PASSAGE:
* Start *
San Antonio Spurs 99, New Orleans Hornets 95: New season, same Tim Duncan
We know that Tim Duncan is a finite resource. He’s not going to be around forever. But he is still here and on opening night in a 99-95 win over the New Orleans Hornets, he made that abundantly clear. Duncan turned in the type of performance that if you simply looked at the box score, you would have no clue what year it was — until you saw Kawhi Leonard’s name, then you would figure out that it was at least 2012. Duncan looked about as quick and athletic as he’s been late in his career, putting up 24 points, 11 rebounds, three blocks and three assists against the Hornets.
The hype coming into the game was Duncan facing off against #1 overall draft pick Anthony Davis, the latest in a long line of “next Tim Duncans.” I remember Chris Bosh and LaMarcus Aldridge also being tagged as the next great Tim Duncan-type big man when they came into the league. Admittedly, though, Davis has a higher ceiling than both Bosh and Aldridge. His defensive potential is off the charts and his offensive versatility might be greater than what Duncan has been able to reach in his career. Whether or not Davis is able to live up to his potential and have the same mental control over the game that Duncan does remains to be seen. Davis finished with 21 points and seven rebounds in the first game of his career.
Things didn’t look promising early in this game. After all the talk of the Spurs emphasizing defense in training camp, they let the Hornets do almost whatever they wanted in the first quarter. New Orleans finished with 31 points on 59% from the field in the first. Offensively, the Spurs looked completely out of sync. No starter outside of Duncan or Tony Parker had much effect on offense and the second unit looked lost without the playmaking of Manu Ginobili. Things were bleak.
Then Kawhi Leonard happened.
Spurs Head Coach Gregg Popovich talked Kawhi Leonard up a bit over the summer, and it seemed for good reason. Leonard had a fantastic rookie season and looked like he was improving in all the right areas during the Las Vegas Summer League. It still seemed irresponsible to think he could have much of an impact this season outside of playing harassing defense and knocking down corner 3s, though.
If the third quarter of the Spurs’ win over the Hornets is any indication, we probably shouldn’t assume anything of Kawhi Leonard for a while. Instead, let’s just see what happens.
Leonard took over the third quarter and single-handedly helped break up any sort of rhythm the Hornets’ offense had. Leonard tallied 12 points, four steals and three rebounds in the quarter, making Pop look like someone who knows what the hell he’s talking about and me look like a jackass for forgetting to update my fantasy basketball lineup before the game (Leonard is sitting comfortably on my bench right now). Plain and simple, Leonard raised hell in the third quarter and the Spurs were better for it.
* End *
REQUIRED TASKS:
- 1) In the game recap, what did Kawhi Leonard record in the third quarter?
- 2) Summarize the game recap in two sentences.

Stored items from a collection
* Start *
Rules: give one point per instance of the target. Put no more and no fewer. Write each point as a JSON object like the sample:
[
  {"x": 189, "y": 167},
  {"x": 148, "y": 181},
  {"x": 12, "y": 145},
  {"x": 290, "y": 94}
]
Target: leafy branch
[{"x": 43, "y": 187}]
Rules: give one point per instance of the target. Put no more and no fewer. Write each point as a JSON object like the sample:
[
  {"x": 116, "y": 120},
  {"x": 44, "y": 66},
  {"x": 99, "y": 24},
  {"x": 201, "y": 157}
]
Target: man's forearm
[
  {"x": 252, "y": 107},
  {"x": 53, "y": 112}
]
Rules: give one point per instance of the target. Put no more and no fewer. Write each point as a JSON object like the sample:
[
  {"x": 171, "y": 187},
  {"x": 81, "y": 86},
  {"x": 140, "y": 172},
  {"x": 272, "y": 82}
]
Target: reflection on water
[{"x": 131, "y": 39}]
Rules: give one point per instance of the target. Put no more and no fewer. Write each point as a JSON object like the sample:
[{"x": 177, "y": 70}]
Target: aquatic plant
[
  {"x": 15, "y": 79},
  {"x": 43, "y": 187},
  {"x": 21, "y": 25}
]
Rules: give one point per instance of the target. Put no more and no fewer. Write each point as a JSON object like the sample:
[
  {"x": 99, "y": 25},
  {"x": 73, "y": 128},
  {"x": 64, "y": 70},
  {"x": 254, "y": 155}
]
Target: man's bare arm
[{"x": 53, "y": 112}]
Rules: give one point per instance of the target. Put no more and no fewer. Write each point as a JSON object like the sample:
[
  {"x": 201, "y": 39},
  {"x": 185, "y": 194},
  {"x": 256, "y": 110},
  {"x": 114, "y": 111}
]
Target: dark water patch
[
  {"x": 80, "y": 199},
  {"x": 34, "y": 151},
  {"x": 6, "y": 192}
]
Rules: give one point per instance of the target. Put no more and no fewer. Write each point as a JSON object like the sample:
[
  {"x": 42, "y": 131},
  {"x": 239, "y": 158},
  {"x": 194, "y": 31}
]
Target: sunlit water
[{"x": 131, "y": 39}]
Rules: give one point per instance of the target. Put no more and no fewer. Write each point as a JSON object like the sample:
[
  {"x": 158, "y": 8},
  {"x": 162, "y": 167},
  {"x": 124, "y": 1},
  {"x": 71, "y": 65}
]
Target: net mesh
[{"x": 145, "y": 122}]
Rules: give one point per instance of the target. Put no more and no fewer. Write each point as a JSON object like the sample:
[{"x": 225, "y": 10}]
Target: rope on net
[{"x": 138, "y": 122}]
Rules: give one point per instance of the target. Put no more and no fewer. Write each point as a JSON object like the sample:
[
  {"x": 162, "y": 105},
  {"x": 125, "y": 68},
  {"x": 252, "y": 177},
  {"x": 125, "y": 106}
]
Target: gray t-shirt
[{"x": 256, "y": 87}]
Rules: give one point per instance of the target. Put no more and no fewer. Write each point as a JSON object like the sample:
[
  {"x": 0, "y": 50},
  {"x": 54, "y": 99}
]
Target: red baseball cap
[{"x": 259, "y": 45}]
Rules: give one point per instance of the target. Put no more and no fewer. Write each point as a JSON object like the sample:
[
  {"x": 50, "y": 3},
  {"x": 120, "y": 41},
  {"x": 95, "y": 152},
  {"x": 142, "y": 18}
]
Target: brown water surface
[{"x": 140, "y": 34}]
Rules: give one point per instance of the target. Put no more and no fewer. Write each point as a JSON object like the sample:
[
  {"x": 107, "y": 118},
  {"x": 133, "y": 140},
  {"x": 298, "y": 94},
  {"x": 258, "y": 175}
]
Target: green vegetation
* End *
RESPONSES FOR EACH TASK:
- 1) 12 points, four steals and three rebounds.

- 2) On opening night the Spurs beat the Hornets 99-95, with Tim Duncan posting 24 points, 11 rebounds, three blocks and three assists against #1 overall draft pick Anthony Davis, who had 21 points and seven rebounds. After a bleak first quarter in which New Orleans scored 31 points on 59% shooting, Kawhi Leonard took over the third quarter with 12 points, four steals and three rebounds.